How many lines in the data below contain the string "cleat"? Reply with the number alone.
------------------------
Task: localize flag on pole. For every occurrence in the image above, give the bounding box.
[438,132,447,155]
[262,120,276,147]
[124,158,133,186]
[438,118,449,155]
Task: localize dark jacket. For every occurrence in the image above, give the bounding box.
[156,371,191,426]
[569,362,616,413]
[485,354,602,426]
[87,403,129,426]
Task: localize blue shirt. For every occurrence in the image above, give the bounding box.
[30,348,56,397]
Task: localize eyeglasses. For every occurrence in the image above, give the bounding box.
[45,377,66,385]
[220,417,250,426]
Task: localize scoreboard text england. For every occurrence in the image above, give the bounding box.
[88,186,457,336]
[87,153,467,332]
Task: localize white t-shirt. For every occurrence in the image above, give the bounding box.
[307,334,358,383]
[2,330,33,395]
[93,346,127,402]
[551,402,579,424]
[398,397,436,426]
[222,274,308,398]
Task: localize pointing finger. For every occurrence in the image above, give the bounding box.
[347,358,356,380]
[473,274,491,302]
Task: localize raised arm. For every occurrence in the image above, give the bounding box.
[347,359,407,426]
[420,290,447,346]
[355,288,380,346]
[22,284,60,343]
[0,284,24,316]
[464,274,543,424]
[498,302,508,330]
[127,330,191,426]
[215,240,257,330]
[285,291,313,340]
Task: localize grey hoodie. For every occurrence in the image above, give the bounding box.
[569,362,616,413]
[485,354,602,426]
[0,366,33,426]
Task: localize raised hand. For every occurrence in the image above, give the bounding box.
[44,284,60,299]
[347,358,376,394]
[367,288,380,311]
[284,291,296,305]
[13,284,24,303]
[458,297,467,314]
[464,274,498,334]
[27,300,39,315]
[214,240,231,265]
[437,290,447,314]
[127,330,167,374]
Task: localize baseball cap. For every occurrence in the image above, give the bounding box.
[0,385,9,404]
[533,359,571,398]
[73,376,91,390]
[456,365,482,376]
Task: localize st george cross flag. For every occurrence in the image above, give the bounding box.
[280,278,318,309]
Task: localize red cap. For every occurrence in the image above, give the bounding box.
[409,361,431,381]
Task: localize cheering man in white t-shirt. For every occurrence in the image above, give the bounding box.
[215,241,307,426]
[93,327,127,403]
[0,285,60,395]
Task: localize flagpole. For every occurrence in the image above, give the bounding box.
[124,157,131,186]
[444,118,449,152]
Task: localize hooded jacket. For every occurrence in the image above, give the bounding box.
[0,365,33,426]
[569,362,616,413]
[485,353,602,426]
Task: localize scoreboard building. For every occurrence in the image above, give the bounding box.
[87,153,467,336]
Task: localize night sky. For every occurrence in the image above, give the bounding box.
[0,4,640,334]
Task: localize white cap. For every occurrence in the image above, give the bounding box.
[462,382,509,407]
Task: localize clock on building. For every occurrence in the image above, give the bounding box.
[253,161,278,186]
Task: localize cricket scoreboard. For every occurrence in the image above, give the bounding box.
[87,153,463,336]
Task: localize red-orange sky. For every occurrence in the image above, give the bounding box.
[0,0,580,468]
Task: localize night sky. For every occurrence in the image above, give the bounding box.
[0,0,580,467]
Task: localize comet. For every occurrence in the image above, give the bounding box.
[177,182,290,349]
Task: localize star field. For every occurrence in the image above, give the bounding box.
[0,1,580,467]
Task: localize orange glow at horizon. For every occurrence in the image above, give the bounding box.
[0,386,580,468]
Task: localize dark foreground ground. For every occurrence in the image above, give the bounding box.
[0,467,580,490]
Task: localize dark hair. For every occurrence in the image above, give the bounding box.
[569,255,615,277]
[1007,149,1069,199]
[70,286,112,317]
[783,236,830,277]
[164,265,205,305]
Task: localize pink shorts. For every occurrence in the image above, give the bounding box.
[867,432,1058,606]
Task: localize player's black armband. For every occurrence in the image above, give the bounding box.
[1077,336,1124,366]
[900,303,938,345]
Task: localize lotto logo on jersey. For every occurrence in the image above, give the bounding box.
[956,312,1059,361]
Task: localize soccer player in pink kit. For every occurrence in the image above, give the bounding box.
------------------------
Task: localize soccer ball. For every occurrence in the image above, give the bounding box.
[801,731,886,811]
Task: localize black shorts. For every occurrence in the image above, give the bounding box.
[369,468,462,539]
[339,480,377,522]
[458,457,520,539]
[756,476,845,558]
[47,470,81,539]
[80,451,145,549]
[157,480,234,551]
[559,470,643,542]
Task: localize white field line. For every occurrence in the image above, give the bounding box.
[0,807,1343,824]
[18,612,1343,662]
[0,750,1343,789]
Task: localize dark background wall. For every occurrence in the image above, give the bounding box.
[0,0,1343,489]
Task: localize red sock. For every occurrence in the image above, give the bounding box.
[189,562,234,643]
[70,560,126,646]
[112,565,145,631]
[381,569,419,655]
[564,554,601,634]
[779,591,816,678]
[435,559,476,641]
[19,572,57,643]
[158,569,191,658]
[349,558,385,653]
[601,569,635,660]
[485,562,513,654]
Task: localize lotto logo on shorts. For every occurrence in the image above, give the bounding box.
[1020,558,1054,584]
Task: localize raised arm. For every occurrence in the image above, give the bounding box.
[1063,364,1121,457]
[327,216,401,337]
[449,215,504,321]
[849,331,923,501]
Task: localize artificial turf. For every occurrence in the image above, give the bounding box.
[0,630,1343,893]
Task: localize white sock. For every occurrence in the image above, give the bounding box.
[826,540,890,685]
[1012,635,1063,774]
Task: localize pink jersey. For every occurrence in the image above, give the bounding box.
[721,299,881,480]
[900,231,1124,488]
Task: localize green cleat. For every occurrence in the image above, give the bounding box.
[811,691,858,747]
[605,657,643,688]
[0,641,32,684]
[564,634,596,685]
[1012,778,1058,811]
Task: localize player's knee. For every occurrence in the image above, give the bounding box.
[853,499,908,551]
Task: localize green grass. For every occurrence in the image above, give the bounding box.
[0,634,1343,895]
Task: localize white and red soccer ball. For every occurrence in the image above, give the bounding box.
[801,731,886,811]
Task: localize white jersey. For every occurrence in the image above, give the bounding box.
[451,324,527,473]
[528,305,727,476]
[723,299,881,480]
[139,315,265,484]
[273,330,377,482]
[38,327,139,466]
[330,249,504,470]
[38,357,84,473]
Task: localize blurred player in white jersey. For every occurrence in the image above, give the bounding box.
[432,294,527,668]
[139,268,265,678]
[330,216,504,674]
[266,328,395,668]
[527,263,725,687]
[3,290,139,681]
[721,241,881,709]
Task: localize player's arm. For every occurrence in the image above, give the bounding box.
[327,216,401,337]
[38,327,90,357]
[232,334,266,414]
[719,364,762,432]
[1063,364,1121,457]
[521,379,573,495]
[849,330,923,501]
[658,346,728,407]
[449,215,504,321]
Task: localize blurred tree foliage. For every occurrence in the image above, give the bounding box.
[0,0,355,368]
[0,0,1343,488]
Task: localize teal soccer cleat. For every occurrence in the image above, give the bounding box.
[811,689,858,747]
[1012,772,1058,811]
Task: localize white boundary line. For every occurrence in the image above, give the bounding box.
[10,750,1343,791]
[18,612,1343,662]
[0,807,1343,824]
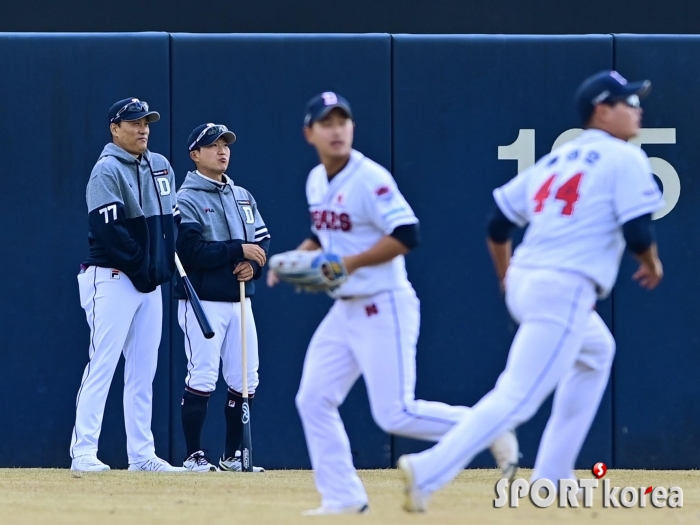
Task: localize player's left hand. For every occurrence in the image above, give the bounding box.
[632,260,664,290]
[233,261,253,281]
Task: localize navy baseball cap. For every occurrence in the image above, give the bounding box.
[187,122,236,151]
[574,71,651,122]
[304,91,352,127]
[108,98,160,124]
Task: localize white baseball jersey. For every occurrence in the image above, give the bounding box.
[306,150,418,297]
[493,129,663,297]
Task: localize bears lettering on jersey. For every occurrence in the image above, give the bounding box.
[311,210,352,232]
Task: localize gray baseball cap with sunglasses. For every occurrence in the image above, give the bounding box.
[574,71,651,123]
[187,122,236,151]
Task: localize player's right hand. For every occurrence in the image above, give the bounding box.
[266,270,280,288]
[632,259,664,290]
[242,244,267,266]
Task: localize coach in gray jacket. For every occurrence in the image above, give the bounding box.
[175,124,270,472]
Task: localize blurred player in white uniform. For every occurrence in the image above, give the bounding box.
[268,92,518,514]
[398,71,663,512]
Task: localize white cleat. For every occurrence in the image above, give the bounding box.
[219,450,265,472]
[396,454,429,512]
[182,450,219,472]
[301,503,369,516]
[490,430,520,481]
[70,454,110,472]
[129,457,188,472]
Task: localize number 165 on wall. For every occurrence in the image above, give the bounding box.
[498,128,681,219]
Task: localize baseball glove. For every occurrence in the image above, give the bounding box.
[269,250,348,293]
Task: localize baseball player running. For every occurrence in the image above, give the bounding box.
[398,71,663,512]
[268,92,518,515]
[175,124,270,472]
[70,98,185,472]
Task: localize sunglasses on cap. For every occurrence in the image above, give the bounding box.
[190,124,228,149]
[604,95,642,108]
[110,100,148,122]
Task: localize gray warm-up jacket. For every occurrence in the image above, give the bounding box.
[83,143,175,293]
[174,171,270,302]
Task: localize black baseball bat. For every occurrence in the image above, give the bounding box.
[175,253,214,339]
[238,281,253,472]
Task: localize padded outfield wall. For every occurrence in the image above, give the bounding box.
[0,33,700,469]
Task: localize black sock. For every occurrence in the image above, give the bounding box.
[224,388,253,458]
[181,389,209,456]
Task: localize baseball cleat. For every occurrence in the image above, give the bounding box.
------------------------
TASK ANSWER
4